Content sits at the heart of all we do at Future, and a key measure of our success is the continued growth of our online audiences combined with the ability to then monetise them. During 2018, Online Revenue Per User (RPU), a key metric, has increased in both the UK by 26% to £1.68 and the US by 32% to £0.96 as we monetise our audiences more effectively across both territories.

 

Organic growth in Media revenues enables us to manage the expected decline in Magazine revenues and focus on margins and cash flow within that division. Acquisitions have resulted in revenues increasing within the Magazine division by 20%, helping offset the underlying decline. As a result of the changing mix of our business, revenue from Media exceeded Magazines this year for the first time with the split of revenue now 52%:48%. Post the NewBay and Purch acquisitions, this is expected to be in the region of 65%:35%.

 

In conjunction with the considerable growth and development of the Group this year, we continue to drive operational efficiencies throughout the organisation, which has resulted in our Adjusted EBITDA margin increasing to 17% (2017: 13%).

 

Future remains a low capital intensive business with capital expenditure representing 12% of Adjusted EBITDA (2017: 16%; 2016: 37%).

 

Future continues to be highly cash-generative with efficient Adjusted cash conversion of 96% (2017: 155%) and Adjusted free cash flow rising to £17.4m (2017: £15.3m), demonstrating the Group's ongoing focus on efficient working capital management.

 

Generating predictable, consistent cash flows and diversifying revenue streams is an ongoing focus of the Group. As a result the Board has recommended the payment of a dividend to shareholders whilst ensuring that we maintain sufficient resources to continue investment in the business.
============
Set problem 1: State how many lines of the records contain the word "farm", giving the number alone.
Set problem 2: Carry the passage on Future's 2018 financial performance forward from its final sentence.
The records have no connection to the text above.
============
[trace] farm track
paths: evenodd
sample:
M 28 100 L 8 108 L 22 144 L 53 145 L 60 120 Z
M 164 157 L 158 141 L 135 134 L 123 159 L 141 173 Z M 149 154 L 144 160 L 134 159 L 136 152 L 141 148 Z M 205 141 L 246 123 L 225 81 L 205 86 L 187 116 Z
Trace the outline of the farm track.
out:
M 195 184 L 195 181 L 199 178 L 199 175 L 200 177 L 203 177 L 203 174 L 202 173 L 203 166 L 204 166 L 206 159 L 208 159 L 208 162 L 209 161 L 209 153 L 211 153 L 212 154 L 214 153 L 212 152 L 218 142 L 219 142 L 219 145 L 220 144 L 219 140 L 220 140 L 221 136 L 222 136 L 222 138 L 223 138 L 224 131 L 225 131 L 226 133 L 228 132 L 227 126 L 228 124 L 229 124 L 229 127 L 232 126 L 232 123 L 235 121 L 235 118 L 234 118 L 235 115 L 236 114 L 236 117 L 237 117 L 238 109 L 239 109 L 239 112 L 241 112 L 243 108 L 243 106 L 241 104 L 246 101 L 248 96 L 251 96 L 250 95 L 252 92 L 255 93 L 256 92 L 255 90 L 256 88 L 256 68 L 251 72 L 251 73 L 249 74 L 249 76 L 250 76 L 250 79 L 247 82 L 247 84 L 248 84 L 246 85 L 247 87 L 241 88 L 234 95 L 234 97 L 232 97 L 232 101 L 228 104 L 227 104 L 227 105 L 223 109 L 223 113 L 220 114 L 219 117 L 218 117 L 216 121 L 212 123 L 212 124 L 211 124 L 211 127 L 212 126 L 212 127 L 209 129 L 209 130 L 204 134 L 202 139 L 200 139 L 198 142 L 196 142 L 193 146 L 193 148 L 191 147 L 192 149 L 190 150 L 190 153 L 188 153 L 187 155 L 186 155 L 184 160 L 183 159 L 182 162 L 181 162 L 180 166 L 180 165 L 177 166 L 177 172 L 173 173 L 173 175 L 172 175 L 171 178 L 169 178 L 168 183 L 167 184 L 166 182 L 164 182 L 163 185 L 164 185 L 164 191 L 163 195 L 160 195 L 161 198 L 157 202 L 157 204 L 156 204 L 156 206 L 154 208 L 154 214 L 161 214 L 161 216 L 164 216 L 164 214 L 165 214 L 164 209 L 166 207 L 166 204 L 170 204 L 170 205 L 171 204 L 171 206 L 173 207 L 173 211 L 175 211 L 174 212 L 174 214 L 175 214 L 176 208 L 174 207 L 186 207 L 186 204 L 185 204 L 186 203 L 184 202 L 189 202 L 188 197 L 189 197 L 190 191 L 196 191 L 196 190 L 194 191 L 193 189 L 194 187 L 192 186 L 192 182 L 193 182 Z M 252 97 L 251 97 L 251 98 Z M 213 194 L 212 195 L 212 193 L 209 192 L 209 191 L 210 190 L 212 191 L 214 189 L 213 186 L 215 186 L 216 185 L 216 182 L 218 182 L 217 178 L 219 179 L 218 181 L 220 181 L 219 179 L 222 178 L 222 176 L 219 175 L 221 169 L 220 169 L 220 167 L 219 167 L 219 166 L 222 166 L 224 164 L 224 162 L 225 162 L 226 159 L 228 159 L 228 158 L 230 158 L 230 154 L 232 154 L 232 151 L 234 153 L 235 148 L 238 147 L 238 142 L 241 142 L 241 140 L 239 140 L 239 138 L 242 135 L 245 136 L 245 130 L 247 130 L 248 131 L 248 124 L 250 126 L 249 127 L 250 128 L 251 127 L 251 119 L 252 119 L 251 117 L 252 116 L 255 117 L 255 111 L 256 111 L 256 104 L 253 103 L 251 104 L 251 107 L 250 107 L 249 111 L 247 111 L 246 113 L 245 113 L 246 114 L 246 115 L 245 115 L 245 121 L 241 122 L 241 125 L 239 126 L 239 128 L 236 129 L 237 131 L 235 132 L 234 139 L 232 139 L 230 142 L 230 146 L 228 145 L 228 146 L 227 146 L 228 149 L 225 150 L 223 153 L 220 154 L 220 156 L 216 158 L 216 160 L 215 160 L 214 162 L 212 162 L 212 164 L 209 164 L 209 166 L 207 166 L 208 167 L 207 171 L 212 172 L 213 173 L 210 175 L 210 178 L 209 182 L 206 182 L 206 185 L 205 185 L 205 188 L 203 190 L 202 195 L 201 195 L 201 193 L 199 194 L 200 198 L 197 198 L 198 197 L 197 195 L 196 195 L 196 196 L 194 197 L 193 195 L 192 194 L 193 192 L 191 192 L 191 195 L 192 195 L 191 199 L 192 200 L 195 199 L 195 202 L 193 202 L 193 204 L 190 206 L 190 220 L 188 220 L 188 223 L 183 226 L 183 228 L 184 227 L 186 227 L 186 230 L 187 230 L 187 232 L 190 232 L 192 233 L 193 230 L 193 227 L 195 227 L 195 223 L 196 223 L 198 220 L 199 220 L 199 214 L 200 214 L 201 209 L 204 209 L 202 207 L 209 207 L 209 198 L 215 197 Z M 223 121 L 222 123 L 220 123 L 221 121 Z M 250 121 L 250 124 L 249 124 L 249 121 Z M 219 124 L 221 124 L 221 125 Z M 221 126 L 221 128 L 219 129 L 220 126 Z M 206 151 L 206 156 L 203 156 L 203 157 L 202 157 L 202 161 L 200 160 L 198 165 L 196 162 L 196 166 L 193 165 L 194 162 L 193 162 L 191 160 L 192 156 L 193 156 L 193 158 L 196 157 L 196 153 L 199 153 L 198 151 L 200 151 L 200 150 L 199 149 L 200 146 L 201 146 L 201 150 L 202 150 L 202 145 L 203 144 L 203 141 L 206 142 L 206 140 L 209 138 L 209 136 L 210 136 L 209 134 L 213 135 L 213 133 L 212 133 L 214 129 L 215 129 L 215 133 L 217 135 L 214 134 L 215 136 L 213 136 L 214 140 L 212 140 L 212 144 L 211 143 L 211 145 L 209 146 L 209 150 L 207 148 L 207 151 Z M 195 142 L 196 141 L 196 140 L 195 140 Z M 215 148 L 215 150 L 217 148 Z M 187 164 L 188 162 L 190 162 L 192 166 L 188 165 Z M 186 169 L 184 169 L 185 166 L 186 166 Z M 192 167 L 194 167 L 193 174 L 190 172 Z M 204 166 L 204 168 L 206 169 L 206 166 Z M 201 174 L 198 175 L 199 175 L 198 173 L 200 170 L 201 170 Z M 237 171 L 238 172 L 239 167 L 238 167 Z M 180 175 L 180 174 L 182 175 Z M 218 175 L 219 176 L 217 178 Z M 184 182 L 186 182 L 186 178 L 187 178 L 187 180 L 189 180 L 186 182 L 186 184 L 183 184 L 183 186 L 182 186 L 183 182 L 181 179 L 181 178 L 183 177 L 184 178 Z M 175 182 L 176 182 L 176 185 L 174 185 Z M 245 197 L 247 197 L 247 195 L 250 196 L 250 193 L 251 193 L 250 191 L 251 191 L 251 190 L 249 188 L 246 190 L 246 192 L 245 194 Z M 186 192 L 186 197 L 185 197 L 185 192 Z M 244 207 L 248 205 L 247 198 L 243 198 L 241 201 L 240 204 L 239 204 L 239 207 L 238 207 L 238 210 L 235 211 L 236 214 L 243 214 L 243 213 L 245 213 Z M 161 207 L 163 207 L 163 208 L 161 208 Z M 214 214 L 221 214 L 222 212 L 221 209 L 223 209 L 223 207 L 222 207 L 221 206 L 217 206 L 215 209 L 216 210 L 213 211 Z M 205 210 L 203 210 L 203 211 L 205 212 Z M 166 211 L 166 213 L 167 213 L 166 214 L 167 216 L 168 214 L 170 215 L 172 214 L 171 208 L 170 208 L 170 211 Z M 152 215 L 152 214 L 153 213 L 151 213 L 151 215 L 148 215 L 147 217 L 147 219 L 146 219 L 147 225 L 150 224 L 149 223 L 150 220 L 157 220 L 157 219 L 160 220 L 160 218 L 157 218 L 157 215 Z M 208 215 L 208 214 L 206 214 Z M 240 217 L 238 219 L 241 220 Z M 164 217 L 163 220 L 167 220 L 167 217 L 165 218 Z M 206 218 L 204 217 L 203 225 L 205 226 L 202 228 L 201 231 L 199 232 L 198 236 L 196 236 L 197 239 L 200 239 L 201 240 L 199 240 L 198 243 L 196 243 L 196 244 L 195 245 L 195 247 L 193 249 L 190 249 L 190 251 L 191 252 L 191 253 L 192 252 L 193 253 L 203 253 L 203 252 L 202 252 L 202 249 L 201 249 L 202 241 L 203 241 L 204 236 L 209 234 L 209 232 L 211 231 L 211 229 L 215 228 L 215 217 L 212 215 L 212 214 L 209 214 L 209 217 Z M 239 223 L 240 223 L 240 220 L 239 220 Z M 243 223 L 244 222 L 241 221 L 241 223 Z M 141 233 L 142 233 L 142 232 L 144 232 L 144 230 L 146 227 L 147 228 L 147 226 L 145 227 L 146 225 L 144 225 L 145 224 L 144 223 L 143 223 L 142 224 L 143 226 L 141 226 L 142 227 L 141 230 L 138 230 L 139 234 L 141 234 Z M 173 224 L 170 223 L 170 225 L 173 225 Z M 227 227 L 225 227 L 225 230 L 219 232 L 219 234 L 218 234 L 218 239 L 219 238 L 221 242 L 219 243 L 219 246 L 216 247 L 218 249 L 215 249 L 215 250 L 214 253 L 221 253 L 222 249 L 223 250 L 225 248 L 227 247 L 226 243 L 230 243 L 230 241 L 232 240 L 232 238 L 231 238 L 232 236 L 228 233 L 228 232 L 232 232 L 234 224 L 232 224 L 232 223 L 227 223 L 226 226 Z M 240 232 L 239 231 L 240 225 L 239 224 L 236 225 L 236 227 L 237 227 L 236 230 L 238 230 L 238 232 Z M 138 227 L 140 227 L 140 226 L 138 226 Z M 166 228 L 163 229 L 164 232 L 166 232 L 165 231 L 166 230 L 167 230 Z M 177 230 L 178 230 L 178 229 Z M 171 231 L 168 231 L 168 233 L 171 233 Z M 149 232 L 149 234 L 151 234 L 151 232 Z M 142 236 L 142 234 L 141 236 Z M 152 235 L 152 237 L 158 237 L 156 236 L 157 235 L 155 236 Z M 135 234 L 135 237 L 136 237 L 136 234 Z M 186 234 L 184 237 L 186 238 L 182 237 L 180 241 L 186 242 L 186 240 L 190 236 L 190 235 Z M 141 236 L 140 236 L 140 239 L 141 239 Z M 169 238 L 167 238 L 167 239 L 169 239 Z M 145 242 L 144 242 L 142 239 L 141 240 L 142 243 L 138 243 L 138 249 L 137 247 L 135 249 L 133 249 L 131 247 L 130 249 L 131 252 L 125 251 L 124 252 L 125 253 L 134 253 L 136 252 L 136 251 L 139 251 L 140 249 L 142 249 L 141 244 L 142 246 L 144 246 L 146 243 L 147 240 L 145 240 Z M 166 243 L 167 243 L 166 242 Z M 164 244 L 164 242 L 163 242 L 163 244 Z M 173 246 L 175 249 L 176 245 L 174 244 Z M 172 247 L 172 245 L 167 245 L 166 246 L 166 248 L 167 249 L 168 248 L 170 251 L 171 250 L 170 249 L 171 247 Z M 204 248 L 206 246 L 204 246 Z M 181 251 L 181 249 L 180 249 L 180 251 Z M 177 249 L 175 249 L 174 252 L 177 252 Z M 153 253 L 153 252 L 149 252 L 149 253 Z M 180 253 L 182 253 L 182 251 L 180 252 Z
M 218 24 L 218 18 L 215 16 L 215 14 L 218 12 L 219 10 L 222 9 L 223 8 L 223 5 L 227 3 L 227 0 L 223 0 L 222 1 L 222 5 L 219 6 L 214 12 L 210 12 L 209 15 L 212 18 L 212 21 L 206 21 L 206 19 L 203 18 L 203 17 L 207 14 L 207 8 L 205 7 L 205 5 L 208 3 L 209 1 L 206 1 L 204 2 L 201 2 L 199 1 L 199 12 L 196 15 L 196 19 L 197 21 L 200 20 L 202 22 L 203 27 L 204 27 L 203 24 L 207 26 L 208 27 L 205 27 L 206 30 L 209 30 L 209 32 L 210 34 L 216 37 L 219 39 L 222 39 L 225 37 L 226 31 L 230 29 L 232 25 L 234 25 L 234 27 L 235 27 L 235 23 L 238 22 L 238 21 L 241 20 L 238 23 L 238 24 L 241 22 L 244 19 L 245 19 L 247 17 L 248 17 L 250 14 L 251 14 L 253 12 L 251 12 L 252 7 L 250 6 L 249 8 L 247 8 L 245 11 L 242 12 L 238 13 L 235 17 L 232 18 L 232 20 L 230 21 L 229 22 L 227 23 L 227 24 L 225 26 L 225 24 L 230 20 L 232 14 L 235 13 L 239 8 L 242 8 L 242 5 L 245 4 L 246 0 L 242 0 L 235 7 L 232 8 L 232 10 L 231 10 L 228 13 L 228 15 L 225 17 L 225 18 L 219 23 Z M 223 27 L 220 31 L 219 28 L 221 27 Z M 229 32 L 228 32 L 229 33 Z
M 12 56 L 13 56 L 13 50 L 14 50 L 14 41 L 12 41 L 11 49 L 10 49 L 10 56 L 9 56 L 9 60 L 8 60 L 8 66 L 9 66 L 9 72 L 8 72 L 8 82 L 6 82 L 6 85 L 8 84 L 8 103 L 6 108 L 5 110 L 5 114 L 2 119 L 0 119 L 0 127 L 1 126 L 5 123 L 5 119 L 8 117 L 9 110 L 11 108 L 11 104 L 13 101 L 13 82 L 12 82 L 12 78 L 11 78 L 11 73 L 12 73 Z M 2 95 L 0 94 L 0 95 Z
============
Task output 1: 2

Task output 2:
 

The nature of the Group's business means there are no specific risks to the Group associated with Brexit other than general economic uncertainty within the country.

 

People & Culture

 

As a result of the growth of the Group, the number of employees at Future increased from 634 to just over 1,000 globally through acquisitions and the creation of new roles. The ongoing delivery of our strategy is dependent on the continued nurturing of this workforce.

 

Recruiting and retaining the best talent regardless of the role is crucial to our success and as a result, Future focuses on ensuring that our employees share in our success and are rewarded fairly. Future was proud to have become a Living Wage employer during the year, and as a result of our significant financial performance we were also able to reward all our staff for their talent and commitment by paying out, for the first time (since introduction), the maximum amount payable under the annual profit pool scheme.

 

Acquisitions

 

Future has established a profitable global platform business through further investment in both people and technology and through the successful acquisition and integration of complementary businesses. During the year Future made four acquisitions, which broaden and strengthen our B2C and B2B portfolios and materially increase our global reach. This is particularly evident in the US where we have seen revenue growth of over 100%.

 

In April 2018 we acquired for £9.9m NewBay Media LLC, a US-based content and events business that provides a material step in diversifying revenues into B2B revenue streams.

 

In May 2018 we acquired for an undisclosed sum four specialist consumer titles from Haymarket Media Group, which expanded our portfolio into the sport and outdoor leisure sectors as well as providing additional diversification within the technology vertical.

 

In August 2018 Future acquired three gaming and technology brands from Australian media company Nextmedia, PC PowerPlay, Hyper and PC & Tech Authority, including magazines, digital editions, Upgrade events and Australian PC Awards. This small acquisition expands the Group's presence in the Australia technology and gaming media markets. Whilst the acquisition was small, it provides us with an important local presence.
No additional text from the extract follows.